══ Dataset entries

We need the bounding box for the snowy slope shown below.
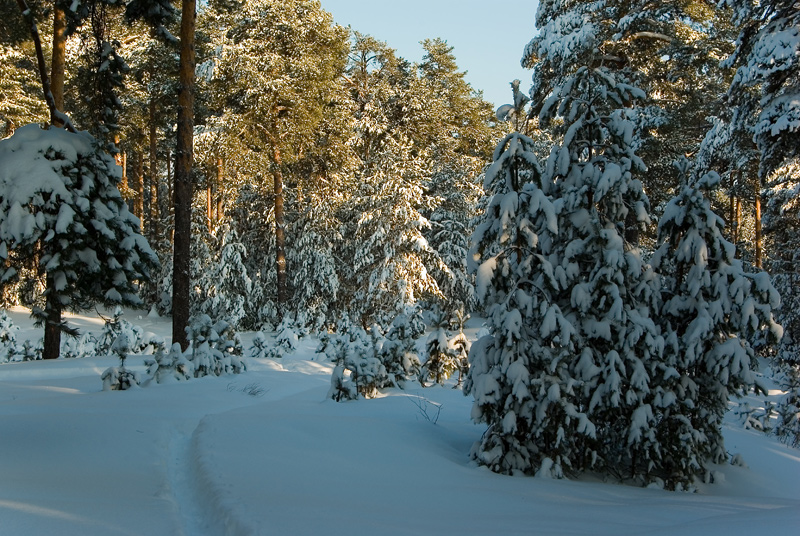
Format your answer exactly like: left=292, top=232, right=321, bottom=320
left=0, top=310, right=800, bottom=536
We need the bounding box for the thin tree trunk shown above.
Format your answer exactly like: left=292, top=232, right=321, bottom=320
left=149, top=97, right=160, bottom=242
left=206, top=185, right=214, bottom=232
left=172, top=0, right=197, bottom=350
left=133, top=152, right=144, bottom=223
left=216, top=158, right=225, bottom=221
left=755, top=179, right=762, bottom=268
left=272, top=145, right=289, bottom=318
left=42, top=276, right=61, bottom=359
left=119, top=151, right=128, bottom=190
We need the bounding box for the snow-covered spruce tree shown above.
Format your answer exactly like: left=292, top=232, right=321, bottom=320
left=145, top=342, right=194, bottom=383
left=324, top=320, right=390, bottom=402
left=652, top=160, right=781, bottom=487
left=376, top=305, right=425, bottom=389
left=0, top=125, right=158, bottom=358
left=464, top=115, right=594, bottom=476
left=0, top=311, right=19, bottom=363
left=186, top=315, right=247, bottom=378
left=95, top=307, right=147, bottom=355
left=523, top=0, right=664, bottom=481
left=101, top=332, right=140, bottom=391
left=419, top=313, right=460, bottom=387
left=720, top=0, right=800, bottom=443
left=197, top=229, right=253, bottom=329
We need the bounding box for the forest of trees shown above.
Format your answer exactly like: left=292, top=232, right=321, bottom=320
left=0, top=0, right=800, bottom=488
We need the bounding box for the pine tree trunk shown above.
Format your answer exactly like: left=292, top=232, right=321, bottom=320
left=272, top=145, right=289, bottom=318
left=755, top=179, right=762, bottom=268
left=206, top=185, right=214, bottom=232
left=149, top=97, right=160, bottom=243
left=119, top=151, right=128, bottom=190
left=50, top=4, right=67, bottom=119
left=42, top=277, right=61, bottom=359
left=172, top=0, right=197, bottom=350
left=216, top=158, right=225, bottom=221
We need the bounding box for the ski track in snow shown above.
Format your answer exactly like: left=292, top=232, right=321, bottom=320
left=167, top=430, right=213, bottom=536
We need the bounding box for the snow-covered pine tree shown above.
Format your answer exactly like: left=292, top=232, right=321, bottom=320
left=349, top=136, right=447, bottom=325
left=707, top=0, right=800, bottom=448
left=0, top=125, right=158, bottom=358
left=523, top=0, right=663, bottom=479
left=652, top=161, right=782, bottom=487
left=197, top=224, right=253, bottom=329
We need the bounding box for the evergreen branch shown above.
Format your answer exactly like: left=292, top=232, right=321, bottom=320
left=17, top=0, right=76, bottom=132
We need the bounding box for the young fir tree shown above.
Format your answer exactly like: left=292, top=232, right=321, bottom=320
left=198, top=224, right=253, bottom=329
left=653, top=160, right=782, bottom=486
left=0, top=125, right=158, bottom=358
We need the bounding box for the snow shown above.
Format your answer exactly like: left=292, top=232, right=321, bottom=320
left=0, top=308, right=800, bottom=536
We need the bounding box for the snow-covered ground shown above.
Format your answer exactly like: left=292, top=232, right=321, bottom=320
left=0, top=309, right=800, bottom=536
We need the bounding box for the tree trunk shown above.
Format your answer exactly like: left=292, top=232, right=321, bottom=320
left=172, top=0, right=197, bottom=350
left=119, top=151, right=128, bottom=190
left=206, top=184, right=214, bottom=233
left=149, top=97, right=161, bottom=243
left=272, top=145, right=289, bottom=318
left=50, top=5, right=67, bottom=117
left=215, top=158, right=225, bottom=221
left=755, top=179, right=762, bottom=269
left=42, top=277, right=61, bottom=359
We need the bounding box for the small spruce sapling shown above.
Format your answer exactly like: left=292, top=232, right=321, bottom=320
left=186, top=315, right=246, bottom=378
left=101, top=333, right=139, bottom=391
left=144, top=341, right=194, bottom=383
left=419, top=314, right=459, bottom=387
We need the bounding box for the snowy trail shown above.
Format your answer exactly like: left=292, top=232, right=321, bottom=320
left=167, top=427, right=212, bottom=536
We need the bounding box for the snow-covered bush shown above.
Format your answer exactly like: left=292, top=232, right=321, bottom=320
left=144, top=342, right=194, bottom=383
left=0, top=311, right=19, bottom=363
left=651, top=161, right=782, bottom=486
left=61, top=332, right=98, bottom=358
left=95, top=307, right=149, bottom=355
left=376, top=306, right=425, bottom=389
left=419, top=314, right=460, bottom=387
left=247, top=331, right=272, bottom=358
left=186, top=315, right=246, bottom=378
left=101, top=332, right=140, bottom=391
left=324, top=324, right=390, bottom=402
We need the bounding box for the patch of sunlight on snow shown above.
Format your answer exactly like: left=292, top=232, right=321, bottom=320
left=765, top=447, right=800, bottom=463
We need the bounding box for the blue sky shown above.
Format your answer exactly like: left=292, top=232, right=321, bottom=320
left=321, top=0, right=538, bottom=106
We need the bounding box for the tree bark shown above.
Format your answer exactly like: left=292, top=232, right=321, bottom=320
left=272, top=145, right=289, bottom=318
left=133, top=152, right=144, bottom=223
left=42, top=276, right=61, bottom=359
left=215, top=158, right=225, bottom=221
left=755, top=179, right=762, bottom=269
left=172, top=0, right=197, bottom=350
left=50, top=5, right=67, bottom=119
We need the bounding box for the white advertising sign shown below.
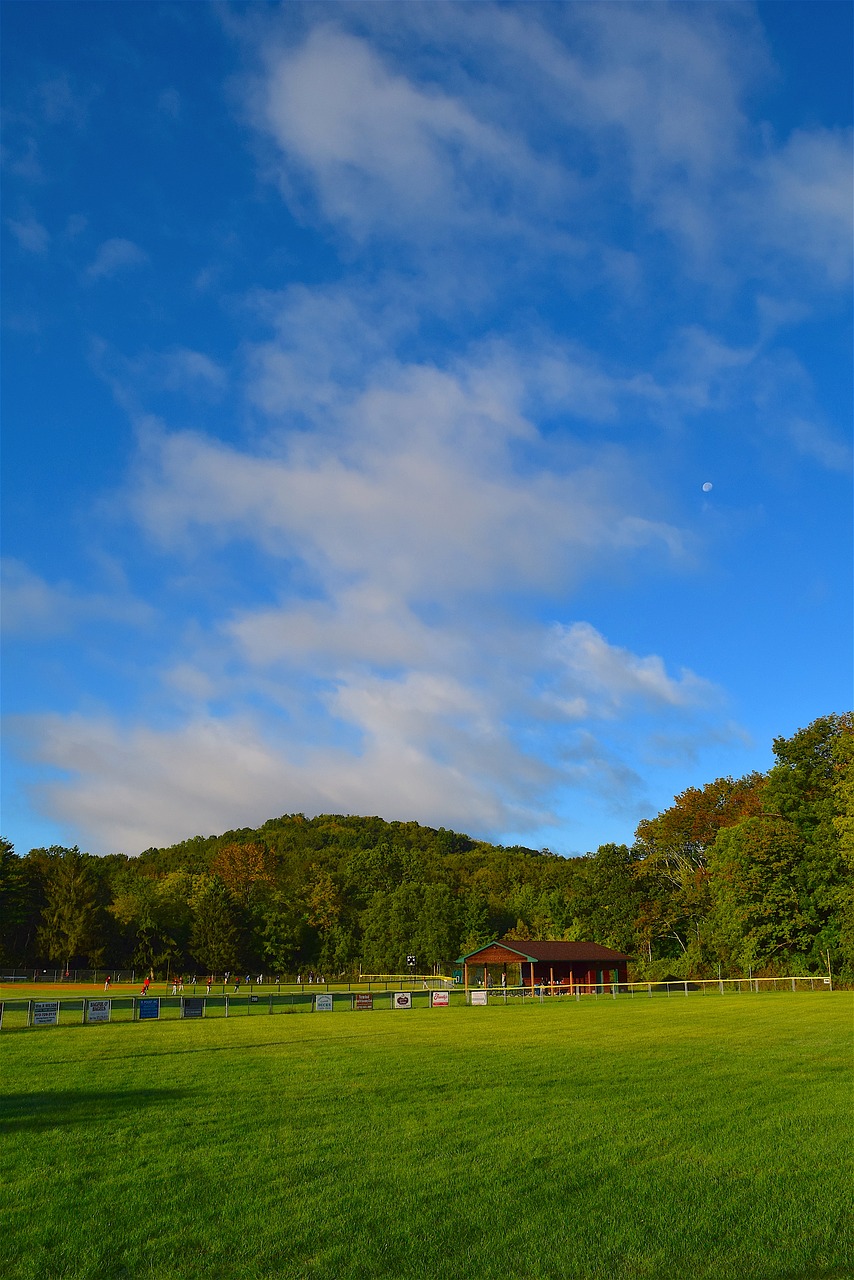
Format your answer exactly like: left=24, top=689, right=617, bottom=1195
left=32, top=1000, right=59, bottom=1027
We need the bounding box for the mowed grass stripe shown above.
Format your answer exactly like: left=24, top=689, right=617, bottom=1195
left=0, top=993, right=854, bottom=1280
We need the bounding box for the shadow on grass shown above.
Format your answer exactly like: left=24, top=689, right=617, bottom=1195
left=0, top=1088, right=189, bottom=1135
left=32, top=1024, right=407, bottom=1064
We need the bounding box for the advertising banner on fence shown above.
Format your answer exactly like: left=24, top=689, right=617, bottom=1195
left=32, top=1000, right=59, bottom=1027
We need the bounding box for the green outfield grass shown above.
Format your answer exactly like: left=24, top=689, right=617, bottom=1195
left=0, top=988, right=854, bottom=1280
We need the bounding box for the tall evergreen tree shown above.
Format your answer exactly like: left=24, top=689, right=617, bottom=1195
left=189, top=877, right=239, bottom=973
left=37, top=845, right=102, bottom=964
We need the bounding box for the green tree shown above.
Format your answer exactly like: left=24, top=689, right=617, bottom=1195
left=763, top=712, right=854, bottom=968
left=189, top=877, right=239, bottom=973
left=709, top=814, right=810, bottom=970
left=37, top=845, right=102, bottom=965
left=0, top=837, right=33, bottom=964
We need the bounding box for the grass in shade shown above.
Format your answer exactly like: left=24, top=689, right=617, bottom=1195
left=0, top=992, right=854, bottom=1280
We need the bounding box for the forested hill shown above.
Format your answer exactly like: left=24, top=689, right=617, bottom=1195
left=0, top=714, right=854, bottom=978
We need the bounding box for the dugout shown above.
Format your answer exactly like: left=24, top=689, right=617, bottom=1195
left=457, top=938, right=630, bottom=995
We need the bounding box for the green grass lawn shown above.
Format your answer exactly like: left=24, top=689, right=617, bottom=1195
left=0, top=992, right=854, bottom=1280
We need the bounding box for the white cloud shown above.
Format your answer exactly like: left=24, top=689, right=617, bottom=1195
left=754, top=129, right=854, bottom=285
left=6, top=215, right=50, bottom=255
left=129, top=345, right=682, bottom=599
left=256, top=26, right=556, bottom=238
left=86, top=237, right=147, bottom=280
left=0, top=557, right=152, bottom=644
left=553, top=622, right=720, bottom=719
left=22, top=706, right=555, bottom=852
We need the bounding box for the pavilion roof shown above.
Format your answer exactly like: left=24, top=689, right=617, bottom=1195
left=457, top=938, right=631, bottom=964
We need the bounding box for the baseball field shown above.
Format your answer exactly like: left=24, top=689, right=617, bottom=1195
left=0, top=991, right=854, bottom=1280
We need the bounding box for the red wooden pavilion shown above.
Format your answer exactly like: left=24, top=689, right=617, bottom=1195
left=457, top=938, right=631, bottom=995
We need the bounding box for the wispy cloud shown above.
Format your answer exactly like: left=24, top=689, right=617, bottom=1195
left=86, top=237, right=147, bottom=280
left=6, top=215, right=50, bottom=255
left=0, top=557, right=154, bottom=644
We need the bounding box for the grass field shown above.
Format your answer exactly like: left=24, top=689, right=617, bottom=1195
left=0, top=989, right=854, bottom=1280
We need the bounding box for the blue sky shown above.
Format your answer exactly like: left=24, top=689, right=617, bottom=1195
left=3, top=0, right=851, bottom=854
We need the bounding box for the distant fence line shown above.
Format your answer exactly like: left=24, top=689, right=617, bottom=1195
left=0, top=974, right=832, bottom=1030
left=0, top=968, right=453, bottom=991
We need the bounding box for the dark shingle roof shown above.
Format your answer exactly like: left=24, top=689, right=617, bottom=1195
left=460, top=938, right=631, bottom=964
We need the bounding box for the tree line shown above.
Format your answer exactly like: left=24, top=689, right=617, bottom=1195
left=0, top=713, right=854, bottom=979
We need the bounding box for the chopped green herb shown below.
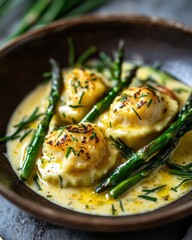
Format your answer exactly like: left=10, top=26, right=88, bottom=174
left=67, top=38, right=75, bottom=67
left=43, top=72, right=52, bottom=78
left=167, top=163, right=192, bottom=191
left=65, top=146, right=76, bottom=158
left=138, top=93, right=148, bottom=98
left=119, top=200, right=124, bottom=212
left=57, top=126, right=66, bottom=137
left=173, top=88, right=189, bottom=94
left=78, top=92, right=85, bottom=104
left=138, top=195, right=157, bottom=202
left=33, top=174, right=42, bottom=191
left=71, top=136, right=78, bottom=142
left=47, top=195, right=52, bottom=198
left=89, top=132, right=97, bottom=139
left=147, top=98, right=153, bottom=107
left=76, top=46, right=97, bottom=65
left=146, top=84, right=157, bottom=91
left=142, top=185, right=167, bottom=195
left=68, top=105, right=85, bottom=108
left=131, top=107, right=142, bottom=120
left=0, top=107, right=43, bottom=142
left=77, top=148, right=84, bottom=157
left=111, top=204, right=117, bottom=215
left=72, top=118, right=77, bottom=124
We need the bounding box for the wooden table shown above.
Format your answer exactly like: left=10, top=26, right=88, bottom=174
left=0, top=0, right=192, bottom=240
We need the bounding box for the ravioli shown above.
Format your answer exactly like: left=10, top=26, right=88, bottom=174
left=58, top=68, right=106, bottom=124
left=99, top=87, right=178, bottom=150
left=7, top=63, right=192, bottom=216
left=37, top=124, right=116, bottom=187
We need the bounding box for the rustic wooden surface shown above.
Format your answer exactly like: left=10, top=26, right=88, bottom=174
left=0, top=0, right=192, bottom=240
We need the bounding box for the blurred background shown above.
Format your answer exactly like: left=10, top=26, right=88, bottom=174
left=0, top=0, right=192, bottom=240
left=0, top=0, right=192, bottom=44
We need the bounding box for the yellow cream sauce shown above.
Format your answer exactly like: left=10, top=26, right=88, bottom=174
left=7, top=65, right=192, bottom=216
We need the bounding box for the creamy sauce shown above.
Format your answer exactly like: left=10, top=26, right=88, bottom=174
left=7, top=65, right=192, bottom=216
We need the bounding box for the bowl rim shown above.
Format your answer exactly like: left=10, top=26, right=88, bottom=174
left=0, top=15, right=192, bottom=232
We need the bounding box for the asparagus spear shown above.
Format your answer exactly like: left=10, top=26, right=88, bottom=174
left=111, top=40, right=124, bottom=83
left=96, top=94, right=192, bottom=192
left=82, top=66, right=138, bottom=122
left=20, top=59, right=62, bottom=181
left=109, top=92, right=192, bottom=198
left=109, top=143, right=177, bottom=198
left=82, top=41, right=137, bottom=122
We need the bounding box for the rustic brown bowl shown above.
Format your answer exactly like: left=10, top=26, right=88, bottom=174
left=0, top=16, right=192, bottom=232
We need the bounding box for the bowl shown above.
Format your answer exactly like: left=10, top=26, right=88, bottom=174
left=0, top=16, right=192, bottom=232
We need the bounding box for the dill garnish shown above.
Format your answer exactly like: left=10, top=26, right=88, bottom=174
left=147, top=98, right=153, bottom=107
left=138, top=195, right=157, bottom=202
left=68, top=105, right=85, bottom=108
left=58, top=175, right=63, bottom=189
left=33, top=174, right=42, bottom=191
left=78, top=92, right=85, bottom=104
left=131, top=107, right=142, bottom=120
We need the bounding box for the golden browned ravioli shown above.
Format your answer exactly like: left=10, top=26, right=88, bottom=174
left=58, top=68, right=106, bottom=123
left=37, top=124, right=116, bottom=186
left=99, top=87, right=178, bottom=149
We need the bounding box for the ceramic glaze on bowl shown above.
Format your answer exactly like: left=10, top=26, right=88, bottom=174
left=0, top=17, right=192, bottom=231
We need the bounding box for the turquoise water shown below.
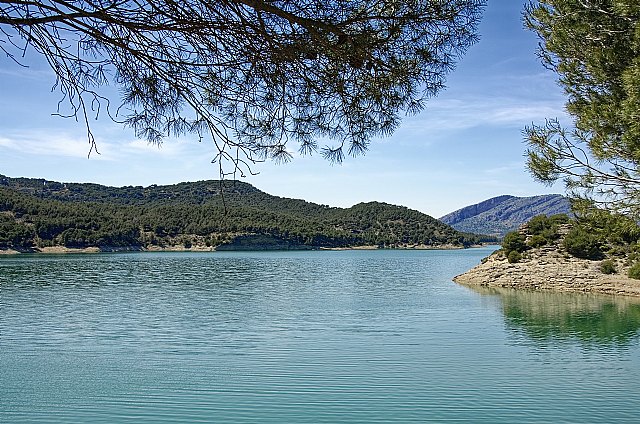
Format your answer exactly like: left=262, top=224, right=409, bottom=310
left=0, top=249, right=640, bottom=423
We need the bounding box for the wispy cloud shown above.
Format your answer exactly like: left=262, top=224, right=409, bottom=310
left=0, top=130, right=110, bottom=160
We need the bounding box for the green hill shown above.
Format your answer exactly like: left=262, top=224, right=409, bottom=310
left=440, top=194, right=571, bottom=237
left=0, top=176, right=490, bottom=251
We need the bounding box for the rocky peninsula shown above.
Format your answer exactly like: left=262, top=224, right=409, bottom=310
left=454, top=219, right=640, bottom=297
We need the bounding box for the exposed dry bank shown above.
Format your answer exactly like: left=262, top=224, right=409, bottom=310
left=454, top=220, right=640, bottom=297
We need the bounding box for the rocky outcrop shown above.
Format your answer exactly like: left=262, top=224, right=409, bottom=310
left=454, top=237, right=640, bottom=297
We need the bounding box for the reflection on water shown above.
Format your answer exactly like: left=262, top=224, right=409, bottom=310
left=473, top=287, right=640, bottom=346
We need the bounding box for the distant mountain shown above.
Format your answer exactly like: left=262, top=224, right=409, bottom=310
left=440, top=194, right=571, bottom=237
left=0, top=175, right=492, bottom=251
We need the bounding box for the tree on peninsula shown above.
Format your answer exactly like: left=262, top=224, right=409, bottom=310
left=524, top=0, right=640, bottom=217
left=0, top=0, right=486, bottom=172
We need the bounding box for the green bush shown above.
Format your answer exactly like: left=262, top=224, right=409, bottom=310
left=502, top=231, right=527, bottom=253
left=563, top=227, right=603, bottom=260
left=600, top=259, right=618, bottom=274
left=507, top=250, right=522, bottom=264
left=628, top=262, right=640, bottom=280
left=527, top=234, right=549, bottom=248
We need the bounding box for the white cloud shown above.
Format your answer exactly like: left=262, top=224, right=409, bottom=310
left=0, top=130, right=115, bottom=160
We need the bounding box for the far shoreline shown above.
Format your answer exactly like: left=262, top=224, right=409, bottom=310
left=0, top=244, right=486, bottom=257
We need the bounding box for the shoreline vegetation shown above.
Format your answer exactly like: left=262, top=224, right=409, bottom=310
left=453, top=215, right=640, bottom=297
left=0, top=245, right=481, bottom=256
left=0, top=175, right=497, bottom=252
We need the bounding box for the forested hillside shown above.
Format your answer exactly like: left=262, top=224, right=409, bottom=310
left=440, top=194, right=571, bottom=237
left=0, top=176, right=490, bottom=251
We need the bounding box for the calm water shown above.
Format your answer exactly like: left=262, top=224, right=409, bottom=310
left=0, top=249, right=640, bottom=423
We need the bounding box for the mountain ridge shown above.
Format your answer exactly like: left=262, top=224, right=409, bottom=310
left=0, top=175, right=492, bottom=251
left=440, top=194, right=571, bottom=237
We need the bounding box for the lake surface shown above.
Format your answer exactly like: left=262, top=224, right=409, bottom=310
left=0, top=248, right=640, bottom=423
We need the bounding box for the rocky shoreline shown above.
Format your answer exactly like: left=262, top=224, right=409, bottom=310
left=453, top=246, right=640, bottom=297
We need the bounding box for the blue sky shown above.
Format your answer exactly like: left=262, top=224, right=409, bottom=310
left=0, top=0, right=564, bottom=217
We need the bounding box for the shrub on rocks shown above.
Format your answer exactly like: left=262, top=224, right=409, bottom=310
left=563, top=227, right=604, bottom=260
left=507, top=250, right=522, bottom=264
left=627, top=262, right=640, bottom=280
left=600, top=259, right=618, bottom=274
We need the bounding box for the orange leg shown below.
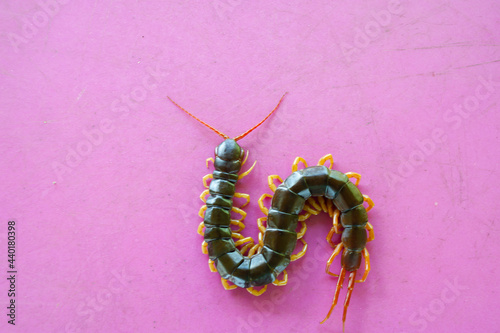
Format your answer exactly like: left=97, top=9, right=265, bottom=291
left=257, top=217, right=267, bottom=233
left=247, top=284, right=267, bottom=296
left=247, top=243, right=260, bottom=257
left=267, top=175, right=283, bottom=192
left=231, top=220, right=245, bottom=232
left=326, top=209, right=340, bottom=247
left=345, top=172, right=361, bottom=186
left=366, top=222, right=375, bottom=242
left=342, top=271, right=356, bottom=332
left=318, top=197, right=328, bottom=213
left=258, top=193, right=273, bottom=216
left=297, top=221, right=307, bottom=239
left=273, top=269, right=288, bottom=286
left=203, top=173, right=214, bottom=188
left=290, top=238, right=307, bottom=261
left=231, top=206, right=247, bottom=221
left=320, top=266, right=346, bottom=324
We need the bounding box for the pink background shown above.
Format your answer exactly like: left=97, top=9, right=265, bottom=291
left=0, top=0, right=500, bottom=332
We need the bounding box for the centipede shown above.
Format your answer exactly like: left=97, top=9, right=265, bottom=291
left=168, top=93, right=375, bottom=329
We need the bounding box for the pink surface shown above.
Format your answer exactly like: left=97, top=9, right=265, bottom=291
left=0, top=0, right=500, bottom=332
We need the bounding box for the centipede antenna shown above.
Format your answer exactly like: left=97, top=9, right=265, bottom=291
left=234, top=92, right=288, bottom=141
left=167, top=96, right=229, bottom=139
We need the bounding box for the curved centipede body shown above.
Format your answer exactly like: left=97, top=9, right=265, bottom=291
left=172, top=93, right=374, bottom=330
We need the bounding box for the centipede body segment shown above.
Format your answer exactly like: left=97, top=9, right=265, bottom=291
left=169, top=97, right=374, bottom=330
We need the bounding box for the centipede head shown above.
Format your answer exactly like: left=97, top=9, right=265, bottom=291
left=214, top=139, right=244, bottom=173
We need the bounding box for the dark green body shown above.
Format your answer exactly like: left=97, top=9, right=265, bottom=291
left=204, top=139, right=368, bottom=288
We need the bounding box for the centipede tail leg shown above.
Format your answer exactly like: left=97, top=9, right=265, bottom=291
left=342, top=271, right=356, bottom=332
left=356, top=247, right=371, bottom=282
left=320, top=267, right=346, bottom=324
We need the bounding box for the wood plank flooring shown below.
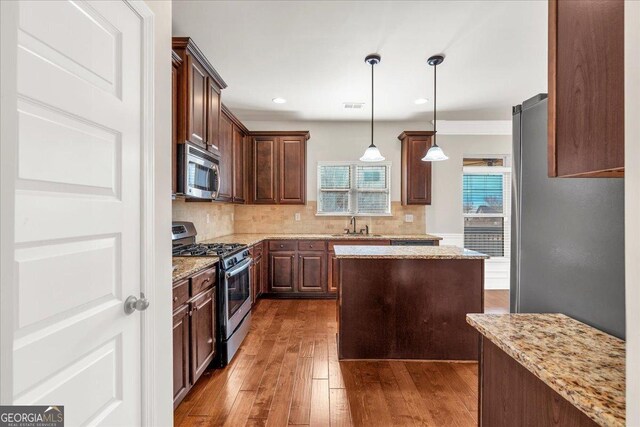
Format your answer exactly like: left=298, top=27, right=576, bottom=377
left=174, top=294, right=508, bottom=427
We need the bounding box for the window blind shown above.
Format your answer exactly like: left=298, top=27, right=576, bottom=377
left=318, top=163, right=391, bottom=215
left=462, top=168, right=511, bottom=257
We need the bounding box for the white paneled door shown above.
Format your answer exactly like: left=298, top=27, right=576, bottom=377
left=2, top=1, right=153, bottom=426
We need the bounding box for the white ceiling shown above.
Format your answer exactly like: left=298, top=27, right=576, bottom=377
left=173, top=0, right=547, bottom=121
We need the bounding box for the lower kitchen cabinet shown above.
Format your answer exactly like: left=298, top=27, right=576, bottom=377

════

Problem details:
Recast the material from the line containing "We need the bounding box for the tall" through the line containing "left=37, top=845, right=102, bottom=964" as a JSON list of strings, one string per line, with blank lines omitted.

Worked answer:
[
  "We need the bounding box for the tall evergreen tree shown above.",
  "Format your answer exactly like: left=24, top=689, right=617, bottom=1195",
  "left=189, top=877, right=239, bottom=973",
  "left=37, top=845, right=102, bottom=964"
]